*TEXTO EXTRAÍDO:*
★ ★ ★
No obstante, y tal como propone Deleuze (1991), las formas de poder en términos disciplinarios han entrado en crisis y han desplazado las dinámicas factuales de dominación hacia complejos mecanismos de control simbólico. En efecto, el examen temporal de las actividades, la homogeneización de los cuerpos y de sus comportamientos, además de la organización jerárquica y espacial de las acciones (como características propias del panoptismo disciplinar), han dado paso a mecánicas de gubernamentalidad del poder que se cristalizan en prácticas y regulaciones biopolíticas de dominación y control (Sánchez, 2019). La violencia simbólica, entendida como el poder que impone significaciones como legítimas invisibilizando y naturalizando la fuerza en que se funda (Bourdieu y Passeron, 2018), opera como mecanismo de distinción que organiza el espacio social, distribuyendo posiciones en las que se articulan roles (como posibilidades de habilitación para decidir y actuar en dominios específicos) con modos particulares de atribución de legitimidad del conocimiento (Bourdieu, 1998, 2000; Bourdieu y Passeron, 2018).

Si aceptamos las premisas propuestas, es dable suponer que el objeto de la opresión ya no sea el cuerpo individual sino la multiplicidad de prácticas de lo que podríamos entender como un cuerpo plural; opresión que operaría sobre los intereses colectivos mediante entramados interseccionales que permean instituciones, discursos, relaciones y regulaciones. En este sentido, la educación, nunca escindida de su sustrato sociocultural, actualiza el control de los cuerpos plurales a través de disposiciones simbólicas que interceptan reglas políticas de acción y relatos epistémicos.

Específicamente, y pensando en la acción pedagógica que ocurre dentro de los límites de las instituciones de educación formal, estas disposiciones fundan espacios de violencia simbólica, por medio de la aplicación de categorías de percepción, en forma de juicios de valor, que excluyen (o castigan) el capital cultural de los estudiantes que pertenecen a grupos históricamente subalternizados. Con ello, la educación formal, y particularmente la escuela “mantiene el orden preexistente, es decir, la separación entre los alumnos dotados de cantidades desiguales –o de tipos diferentes- de capital cultural” (Bourdieu, 1998, p. 110), contribuyendo con ello a la reproducción del modelo socioeconómico imperante.
★ ★ ★
*EXTRACTO DE DATOS:*
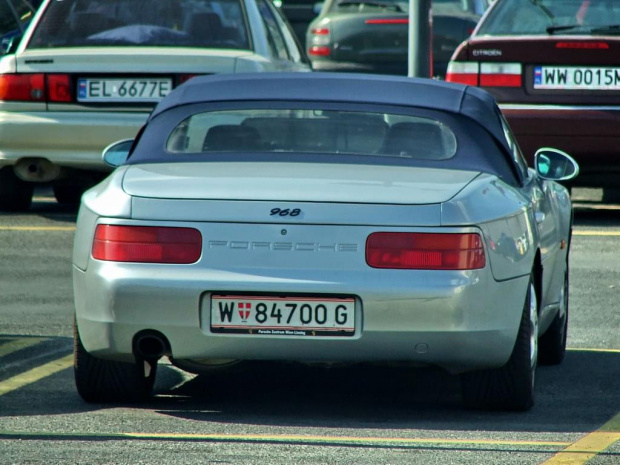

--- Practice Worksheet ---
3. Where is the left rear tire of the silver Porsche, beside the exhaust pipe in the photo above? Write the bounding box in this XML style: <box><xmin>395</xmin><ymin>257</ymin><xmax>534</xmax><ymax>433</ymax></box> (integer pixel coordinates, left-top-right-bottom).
★ ★ ★
*PARTES DEL EJERCICIO:*
A: En el texto extraído, ¿cómo se entiende la violencia simbólica según Bourdieu y Passeron (2018)?
B: Reproduce sin cambios el fragmento del texto extraído que va desde "Específicamente, y pensando" hasta "modelo socioeconómico imperante.".

*RESULTADOS DEL EJERCICIO:*
A: Como el poder que impone significaciones como legítimas invisibilizando y naturalizando la fuerza en que se funda.

B:
Específicamente, y pensando en la acción pedagógica que ocurre dentro de los límites de las instituciones de educación formal, estas disposiciones fundan espacios de violencia simbólica, por medio de la aplicación de categorías de percepción, en forma de juicios de valor, que excluyen (o castigan) el capital cultural de los estudiantes que pertenecen a grupos históricamente subalternizados. Con ello, la educación formal, y particularmente la escuela “mantiene el orden preexistente, es decir, la separación entre los alumnos dotados de cantidades desiguales –o de tipos diferentes- de capital cultural” (Bourdieu, 1998, p. 110), contribuyendo con ello a la reproducción del modelo socioeconómico imperante.